_Directive_.
The records below must be output exactly, without pictures.

_Dataset content_.
-=-=-
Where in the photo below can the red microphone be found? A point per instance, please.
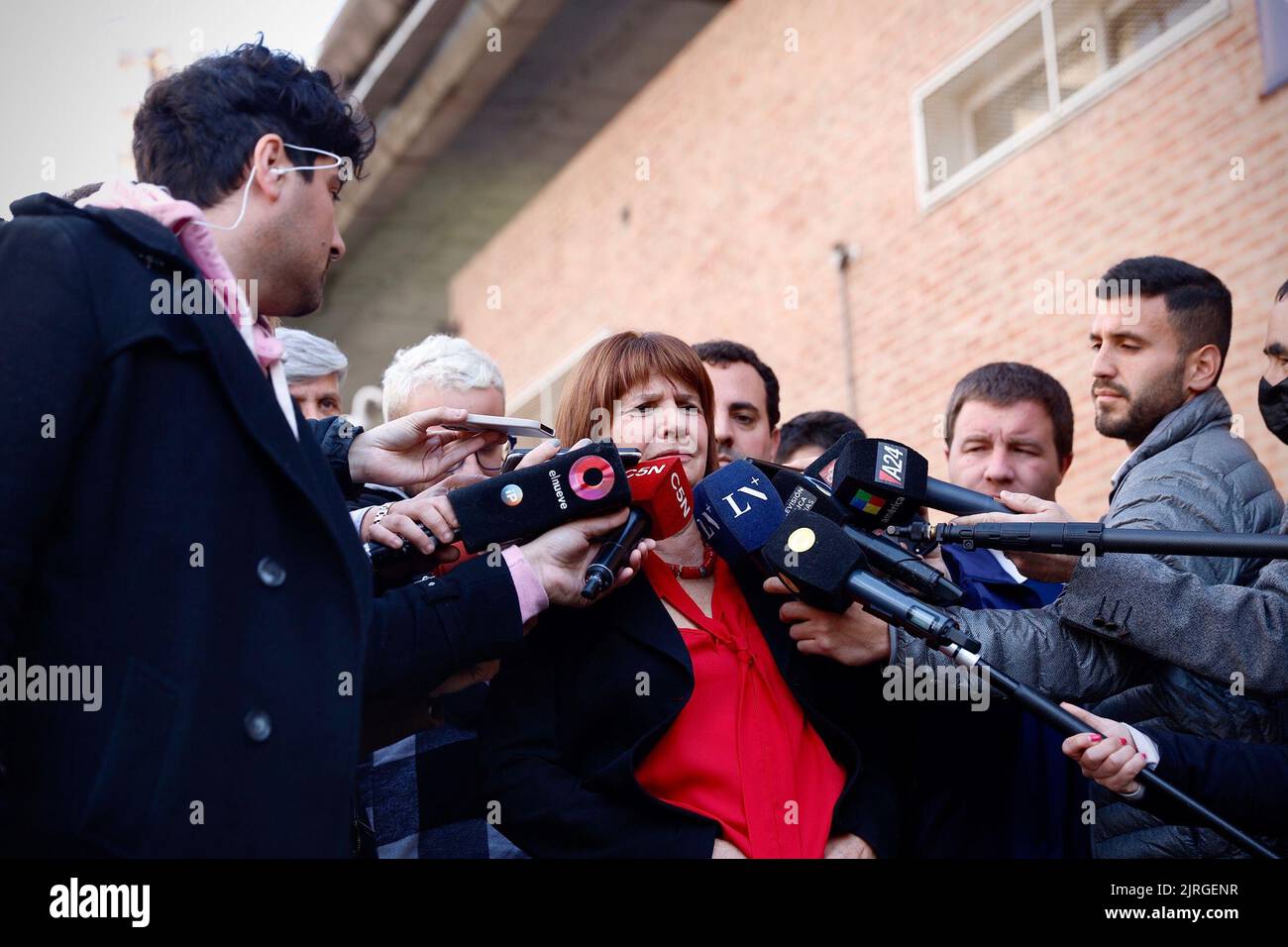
(661, 505)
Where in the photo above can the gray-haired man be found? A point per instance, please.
(314, 372)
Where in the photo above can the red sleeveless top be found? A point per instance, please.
(741, 751)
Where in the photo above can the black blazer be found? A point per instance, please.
(159, 519)
(565, 728)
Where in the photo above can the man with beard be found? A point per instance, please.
(1159, 342)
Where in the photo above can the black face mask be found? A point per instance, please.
(1274, 407)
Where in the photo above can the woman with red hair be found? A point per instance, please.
(675, 716)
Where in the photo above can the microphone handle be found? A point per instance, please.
(901, 608)
(614, 553)
(901, 565)
(1073, 539)
(381, 554)
(1056, 716)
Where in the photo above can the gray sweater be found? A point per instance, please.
(1090, 646)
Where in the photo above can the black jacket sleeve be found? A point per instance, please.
(334, 437)
(546, 808)
(48, 385)
(1243, 783)
(425, 631)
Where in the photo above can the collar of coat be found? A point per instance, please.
(133, 226)
(1198, 414)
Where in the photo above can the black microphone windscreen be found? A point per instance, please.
(529, 501)
(737, 509)
(814, 558)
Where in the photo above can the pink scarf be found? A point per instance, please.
(200, 245)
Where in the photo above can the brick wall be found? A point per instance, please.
(760, 158)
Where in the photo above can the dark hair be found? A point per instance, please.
(1008, 382)
(722, 352)
(1198, 304)
(812, 428)
(196, 129)
(82, 191)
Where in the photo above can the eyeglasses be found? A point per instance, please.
(490, 459)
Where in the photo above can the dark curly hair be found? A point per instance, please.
(721, 352)
(196, 129)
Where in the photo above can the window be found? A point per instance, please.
(1273, 18)
(1035, 69)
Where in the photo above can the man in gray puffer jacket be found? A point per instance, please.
(1158, 357)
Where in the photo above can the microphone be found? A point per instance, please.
(887, 482)
(661, 505)
(516, 505)
(825, 569)
(630, 457)
(737, 509)
(804, 492)
(1073, 539)
(816, 561)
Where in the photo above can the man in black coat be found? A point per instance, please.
(163, 523)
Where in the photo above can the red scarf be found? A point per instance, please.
(741, 751)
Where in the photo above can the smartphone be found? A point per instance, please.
(515, 427)
(630, 458)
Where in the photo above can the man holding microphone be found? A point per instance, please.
(171, 519)
(1158, 355)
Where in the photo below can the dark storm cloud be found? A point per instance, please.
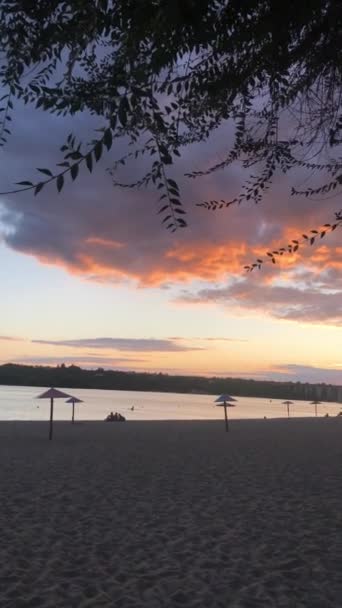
(106, 234)
(122, 344)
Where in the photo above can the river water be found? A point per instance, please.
(20, 403)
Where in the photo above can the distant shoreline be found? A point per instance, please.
(74, 377)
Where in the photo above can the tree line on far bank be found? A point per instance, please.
(75, 377)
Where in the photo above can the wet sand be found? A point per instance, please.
(167, 514)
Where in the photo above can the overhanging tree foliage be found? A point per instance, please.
(165, 74)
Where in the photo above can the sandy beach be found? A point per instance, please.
(171, 514)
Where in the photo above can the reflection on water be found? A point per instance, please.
(20, 403)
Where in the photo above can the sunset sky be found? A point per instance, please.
(90, 277)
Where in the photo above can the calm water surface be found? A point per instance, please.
(20, 403)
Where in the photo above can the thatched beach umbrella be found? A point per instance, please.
(52, 393)
(288, 403)
(226, 401)
(315, 403)
(73, 400)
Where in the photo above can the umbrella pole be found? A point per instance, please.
(226, 417)
(51, 418)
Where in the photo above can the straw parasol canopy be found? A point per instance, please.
(288, 403)
(52, 393)
(315, 403)
(225, 401)
(73, 400)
-=-=-
_The result_.
Where in the photo below can the red microphone be found? A point per instance, please.
(661, 505)
Where in the photo above can the gray-haired man be found? A point per instance, please.
(314, 372)
Where in the photo above can the red sleeveless top be found? A point per instance, please.
(741, 751)
Where in the photo above can the black blazer be found? A point per instance, please.
(159, 519)
(565, 728)
Where in the photo above can the man with beard be found? A point per instance, please.
(1159, 342)
Where in the photo above can the black face mask be found? A point per instance, please.
(1274, 407)
Where in the photo above can the woman with red hair be found? A point per instance, please.
(675, 716)
Where in the photo above can the microphone handle be found? A point per instance, please.
(901, 608)
(614, 553)
(901, 565)
(1073, 539)
(381, 554)
(1056, 716)
Where in the photo above can the gray sweater be found? A point per instance, please.
(1090, 646)
Where in the photo above can the black jacket sleeve be found? A point per instance, please.
(334, 437)
(546, 808)
(48, 385)
(1243, 783)
(425, 631)
Where in the photo above can the collar of coat be found? A point per instance, please.
(133, 226)
(1198, 414)
Where in the photo above can the black microphone windscreen be found? A point per instance, please.
(529, 501)
(737, 509)
(814, 558)
Where in the photo above can the pink scarf be found? A point per instance, please.
(200, 245)
Where in the photo above can the brick wall be found? A point per instance, please.
(760, 158)
Where in the photo above can the dark hair be found? A point per instance, please.
(1008, 382)
(722, 352)
(1198, 304)
(812, 428)
(196, 129)
(82, 191)
Where in the photo above can the eyeglasses be found? A point per instance, please.
(490, 459)
Where in the photo above can the dark curly hair be found? A point per instance, please.
(721, 352)
(196, 129)
Where in the photo above can the window be found? A point per instance, please.
(1273, 18)
(1035, 69)
Where in the photo above can the man in gray puffer jacket be found? A point per instance, please.
(1158, 357)
Where in the photo above can the microphone be found? A point per instance, please.
(887, 482)
(661, 505)
(516, 505)
(825, 569)
(630, 457)
(737, 509)
(804, 492)
(1073, 539)
(816, 561)
Where in the photo above can the man in black coat be found? A point per instance, please.
(163, 523)
Where in the photo above can the red scarf be found? A point per instance, please.
(741, 751)
Where in the photo above can the smartphone be found? A point per instance, please.
(515, 427)
(630, 458)
Where in the photo above can the man holding microphone be found? A point per instance, please.
(171, 519)
(1158, 355)
Where in the photo below can the dark storm cloud be found? A point per instance, please.
(106, 234)
(122, 344)
Where in the photo above can the river water be found? A point per instance, please.
(20, 403)
Where in the photo above can the distant shoreline be found? A point per instance, please.
(74, 377)
Where in the photo above can the tree line on far bank be found? A point per instance, please.
(75, 377)
Where in the photo above can the wet sand be found? A point per instance, please.
(167, 514)
Where in the photo above can the overhanging tree foliage be found? A point per instance, please.
(165, 74)
Where in the photo above can the sandy beach be found? A point per instance, please.
(171, 514)
Where in the photo above can the reflection on water be found? A point per instance, please.
(20, 403)
Where in the photo above can the sunset sky be found? A point per instance, please.
(90, 277)
Where in the photo above can the calm water surface be found? A point per instance, please.
(20, 403)
Where in the photo above can the thatched beach umbrella be found? A point per instance, please.
(52, 393)
(288, 403)
(226, 401)
(315, 403)
(73, 400)
Where in the photo above can the umbrella pole be found? A point per instance, please.
(226, 417)
(51, 418)
Where in the photo above can the straw parasol canopy be found? A point per instance, please.
(288, 403)
(52, 393)
(315, 403)
(225, 401)
(73, 400)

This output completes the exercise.